Problem requirements: Collect every line of the records below that contains the word "house", matching case exactly.

Pointing dataset records:
* * * * * * * * *
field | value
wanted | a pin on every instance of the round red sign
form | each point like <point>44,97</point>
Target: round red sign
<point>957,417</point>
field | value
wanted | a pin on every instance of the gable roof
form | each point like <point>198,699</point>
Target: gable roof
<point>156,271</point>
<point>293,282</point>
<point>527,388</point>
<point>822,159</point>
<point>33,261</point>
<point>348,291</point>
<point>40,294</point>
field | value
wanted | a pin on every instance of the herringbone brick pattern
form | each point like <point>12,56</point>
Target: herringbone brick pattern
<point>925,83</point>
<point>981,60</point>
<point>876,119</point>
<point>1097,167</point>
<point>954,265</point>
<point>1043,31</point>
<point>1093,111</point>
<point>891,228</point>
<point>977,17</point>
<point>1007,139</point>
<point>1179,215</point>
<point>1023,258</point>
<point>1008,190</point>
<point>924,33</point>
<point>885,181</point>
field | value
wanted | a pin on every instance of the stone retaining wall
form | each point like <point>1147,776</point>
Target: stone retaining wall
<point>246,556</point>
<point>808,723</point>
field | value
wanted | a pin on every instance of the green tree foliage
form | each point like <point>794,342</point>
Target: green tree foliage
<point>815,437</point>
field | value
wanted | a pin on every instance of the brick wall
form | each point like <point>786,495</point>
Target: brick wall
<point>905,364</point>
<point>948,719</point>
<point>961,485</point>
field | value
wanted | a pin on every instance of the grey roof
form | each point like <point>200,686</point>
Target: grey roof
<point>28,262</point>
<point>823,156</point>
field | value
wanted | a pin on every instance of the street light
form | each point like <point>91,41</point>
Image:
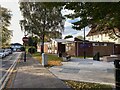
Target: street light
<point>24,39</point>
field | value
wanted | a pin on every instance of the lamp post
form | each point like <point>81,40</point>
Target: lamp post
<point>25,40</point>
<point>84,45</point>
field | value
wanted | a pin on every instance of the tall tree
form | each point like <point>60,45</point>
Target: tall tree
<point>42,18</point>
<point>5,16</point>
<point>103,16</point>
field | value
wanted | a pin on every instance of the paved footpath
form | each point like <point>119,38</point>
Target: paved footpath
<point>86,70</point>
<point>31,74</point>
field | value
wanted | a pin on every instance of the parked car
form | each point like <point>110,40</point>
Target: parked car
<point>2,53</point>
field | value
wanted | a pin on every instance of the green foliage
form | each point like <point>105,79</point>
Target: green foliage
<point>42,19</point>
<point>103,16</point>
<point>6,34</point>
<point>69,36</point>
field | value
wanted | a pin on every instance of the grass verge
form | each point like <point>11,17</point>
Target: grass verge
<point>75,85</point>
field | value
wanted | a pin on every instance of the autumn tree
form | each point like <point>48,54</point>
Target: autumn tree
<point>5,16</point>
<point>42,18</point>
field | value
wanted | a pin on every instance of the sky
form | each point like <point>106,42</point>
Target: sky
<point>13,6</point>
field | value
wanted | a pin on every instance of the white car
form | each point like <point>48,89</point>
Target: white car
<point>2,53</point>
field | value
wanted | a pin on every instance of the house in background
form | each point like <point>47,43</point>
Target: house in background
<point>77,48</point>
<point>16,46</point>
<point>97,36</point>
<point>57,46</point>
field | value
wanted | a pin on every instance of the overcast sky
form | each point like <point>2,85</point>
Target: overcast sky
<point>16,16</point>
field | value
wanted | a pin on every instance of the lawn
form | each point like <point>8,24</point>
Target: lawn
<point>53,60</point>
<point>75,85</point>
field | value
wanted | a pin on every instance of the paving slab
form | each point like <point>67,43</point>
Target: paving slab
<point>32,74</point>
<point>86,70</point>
* * * * * * * * *
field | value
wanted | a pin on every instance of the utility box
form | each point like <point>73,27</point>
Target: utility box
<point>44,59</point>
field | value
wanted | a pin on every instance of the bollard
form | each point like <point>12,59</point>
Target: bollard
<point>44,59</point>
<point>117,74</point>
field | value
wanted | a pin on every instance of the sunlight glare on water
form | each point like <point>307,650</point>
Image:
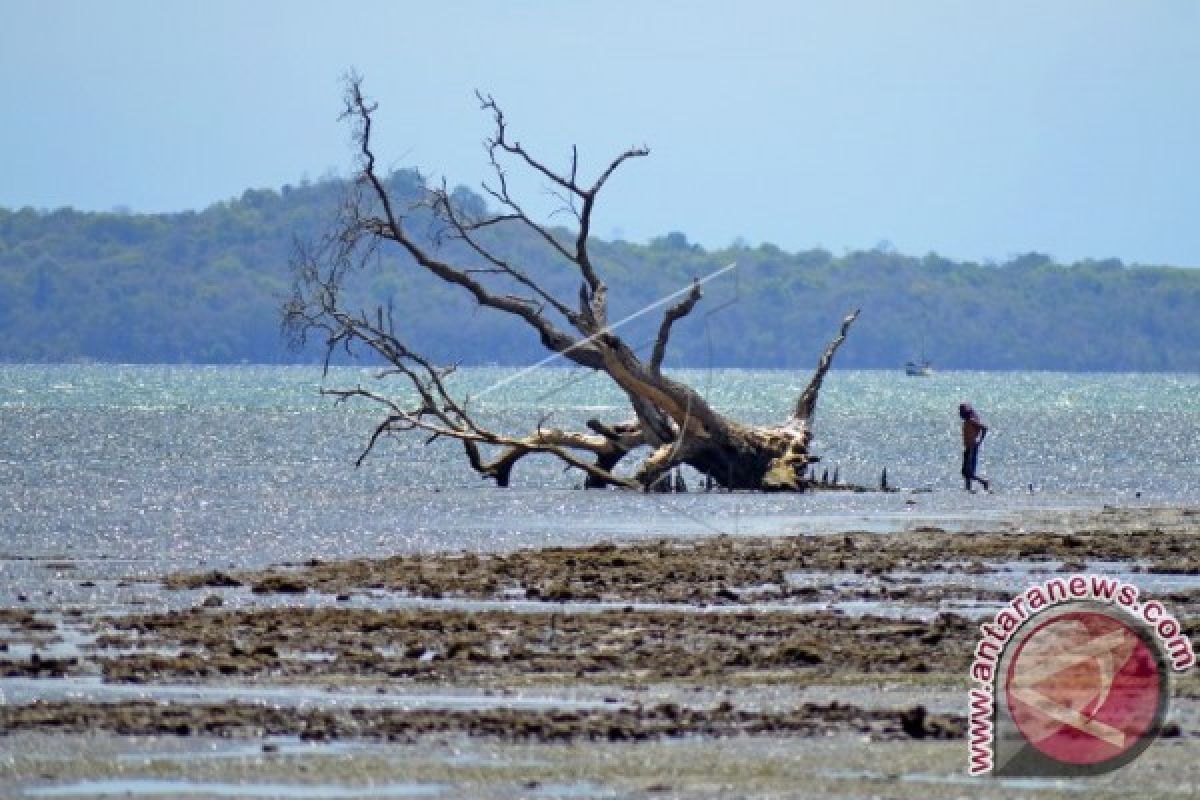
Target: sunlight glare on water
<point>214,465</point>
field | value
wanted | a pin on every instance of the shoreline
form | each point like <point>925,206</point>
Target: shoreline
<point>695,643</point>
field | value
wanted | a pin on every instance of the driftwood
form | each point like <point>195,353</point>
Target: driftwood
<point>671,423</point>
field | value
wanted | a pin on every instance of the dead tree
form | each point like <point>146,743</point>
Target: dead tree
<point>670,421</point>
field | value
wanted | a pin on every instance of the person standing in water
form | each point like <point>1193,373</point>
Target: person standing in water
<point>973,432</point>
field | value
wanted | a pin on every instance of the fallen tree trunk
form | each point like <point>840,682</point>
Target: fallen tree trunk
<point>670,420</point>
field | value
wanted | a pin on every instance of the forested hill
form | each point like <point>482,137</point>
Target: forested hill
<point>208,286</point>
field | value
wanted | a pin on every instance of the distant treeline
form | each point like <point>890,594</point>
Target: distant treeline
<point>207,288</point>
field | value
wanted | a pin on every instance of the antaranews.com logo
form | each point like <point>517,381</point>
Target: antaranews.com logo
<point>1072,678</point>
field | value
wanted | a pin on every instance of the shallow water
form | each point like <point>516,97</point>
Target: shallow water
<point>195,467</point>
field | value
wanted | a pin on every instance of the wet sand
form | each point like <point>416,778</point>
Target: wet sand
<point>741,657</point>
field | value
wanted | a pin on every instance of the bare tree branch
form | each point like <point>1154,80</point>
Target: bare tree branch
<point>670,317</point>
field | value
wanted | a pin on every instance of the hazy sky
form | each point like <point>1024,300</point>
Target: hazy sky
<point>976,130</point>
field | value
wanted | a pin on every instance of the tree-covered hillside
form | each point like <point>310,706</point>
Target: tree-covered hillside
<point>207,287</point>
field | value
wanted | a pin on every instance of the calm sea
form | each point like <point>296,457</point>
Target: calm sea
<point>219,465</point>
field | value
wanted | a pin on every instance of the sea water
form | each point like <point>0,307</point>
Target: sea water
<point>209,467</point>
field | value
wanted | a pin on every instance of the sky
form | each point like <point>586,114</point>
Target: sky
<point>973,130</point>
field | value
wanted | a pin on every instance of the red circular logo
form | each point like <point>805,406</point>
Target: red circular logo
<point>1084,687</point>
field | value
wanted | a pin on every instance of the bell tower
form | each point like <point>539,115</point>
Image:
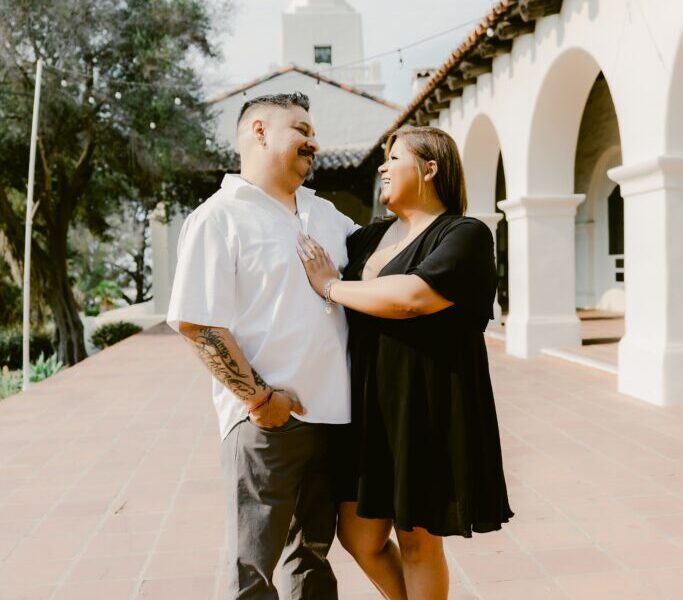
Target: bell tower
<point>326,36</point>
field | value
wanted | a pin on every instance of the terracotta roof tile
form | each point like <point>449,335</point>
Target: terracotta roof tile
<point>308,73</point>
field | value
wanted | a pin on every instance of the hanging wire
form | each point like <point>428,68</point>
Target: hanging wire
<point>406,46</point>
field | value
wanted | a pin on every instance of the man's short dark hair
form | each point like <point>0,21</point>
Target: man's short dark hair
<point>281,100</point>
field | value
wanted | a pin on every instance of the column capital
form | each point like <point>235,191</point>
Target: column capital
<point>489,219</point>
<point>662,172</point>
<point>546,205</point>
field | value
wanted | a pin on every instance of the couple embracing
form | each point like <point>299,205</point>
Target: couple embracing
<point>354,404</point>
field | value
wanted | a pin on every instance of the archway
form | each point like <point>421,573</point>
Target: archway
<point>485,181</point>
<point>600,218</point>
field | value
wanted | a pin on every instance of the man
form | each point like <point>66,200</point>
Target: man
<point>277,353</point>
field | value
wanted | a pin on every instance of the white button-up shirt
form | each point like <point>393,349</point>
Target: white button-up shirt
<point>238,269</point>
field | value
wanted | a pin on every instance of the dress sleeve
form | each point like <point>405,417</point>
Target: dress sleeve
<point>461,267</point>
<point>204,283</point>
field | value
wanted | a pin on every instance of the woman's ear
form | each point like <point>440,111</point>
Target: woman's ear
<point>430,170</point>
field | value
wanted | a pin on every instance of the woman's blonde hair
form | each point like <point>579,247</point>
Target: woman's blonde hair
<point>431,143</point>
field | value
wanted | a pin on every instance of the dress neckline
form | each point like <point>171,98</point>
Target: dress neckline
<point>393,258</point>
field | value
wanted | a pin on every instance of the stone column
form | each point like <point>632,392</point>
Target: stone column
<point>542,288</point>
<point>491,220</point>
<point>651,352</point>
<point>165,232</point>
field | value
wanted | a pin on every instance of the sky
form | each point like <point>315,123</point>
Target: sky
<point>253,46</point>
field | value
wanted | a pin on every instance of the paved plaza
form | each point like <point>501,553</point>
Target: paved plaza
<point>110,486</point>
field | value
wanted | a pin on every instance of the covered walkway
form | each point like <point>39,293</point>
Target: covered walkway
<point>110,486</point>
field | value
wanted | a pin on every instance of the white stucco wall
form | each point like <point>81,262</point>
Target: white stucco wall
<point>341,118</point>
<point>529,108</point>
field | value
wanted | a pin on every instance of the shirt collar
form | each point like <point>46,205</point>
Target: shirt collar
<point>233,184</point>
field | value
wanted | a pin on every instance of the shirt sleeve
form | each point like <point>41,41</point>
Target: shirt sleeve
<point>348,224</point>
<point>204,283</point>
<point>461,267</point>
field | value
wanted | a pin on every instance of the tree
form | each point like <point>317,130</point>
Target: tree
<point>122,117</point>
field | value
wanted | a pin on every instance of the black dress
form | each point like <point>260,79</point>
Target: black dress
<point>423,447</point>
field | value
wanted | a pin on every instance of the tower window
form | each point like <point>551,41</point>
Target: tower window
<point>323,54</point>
* * * * * * * * *
Full solution:
wanted | a pin on every instance of the house in background
Target: house in background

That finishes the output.